#### TEXTO EXTRAÍDO
=======

Falta de representatividade e a vontade de colocar em pauta personagens invisibilizados move artistas
Por Talita Duvanel, do O Globo
Nas folhas de um caderno cabem uma carta de amor, uma receita de bolo, um poema concreto ou a planta da casa dos sonhos. Nada mais justo que a capa desse item — ainda indispensável mesmo em tempos de smartphone — tenha uma imagem inspiradora. Mas tente encontrar, numa livraria ou papelaria, algo que saia do lugar comum e provoque algum tipo de reflexão. Foi essa a dificuldade da pedagoga paulista Ana Claudia Silva, da Afra, uma das marcas mais importantes no cenário da “papelaria de resistência”, um crescente negócio que imprime questões de raça e gênero nos outrora “triviais” cadernos e agendas.
“Todo começo de ano, quando ia comprar material escolar, não via nada que representasse o cabelo black ou as tranças das minhas crianças”, conta Ana, que mora em Guarulhos com um filho e duas filhas. Desse desejo, nasceram cadernos e agendas com temática racial. O boca a boca na internet foi grande, e só nos primeiros meses ela fez cerca de 600 itens — todos vendidos on-line. Com o sucesso dos desenhos, a iniciativa cresceu e ganhou a contribuição de designers negras de São Paulo, que criam, divulgam e vendem os produtos num trabalho colaborativo azeitado de afroempreendedorismo.
A falta de representatividade e a vontade de colocar em pauta personagens invisibilizados também moveram a publicitária carioca Taynara Cabral, de 23 anos, a criar calendários e planners. A primeira edição foi feita na virada de 2018 para 2019 e trazia ilustrações e informações sobre mulheres negras importantes na literatura e no feminismo, como a escritora Carolina Maria de Jesus e a filósofa Sueli Carneiro. A ideia inicial era de que as pessoas fizessem download da folhinha e imprimissem no tamanho desejado. A iniciativa foi um enorme sucesso, principalmente em escolas cujo plano pedagógico dá mais espaço para personagens negros.

=======

#### DADOS FORNECIDOS
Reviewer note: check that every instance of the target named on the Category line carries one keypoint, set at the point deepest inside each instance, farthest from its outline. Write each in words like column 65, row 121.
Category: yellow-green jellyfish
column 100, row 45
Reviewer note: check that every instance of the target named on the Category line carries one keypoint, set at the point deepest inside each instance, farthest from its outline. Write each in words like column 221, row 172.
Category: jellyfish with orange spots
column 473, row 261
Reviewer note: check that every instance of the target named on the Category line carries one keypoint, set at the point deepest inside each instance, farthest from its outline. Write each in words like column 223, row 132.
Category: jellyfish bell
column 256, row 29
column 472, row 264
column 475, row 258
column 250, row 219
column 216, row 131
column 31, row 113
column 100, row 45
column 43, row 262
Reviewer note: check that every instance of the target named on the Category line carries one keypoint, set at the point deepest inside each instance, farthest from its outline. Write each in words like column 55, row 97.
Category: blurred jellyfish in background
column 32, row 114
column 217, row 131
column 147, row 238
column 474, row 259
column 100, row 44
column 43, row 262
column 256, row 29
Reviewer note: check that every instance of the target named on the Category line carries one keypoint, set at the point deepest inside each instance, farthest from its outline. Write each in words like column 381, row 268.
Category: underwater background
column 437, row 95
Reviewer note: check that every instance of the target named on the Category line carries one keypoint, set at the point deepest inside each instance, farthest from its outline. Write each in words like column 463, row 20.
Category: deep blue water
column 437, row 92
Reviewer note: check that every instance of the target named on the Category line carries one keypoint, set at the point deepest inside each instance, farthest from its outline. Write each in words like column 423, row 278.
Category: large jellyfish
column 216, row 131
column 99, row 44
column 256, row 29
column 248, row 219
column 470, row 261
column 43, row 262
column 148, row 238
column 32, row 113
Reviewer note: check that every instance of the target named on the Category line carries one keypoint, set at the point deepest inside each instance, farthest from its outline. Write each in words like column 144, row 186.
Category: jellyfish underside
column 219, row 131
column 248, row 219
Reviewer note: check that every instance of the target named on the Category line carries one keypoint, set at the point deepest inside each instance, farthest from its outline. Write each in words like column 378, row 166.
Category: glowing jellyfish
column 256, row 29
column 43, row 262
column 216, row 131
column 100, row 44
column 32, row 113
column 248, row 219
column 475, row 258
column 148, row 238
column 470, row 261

=======

#### EXERCÍCIO ESCRITO
Retorne, sem qualquer alteração, o trecho do texto sobre a papelaria de resistência entre "A falta de representatividade" e "para personagens negros.", inclusive. Os registros provêm de outra fonte.

#### RESPOSTA
A falta de representatividade e a vontade de colocar em pauta personagens invisibilizados também moveram a publicitária carioca Taynara Cabral, de 23 anos, a criar calendários e planners. A primeira edição foi feita na virada de 2018 para 2019 e trazia ilustrações e informações sobre mulheres negras importantes na literatura e no feminismo, como a escritora Carolina Maria de Jesus e a filósofa Sueli Carneiro. A ideia inicial era de que as pessoas fizessem download da folhinha e imprimissem no tamanho desejado. A iniciativa foi um enorme sucesso, principalmente em escolas cujo plano pedagógico dá mais espaço para personagens negros.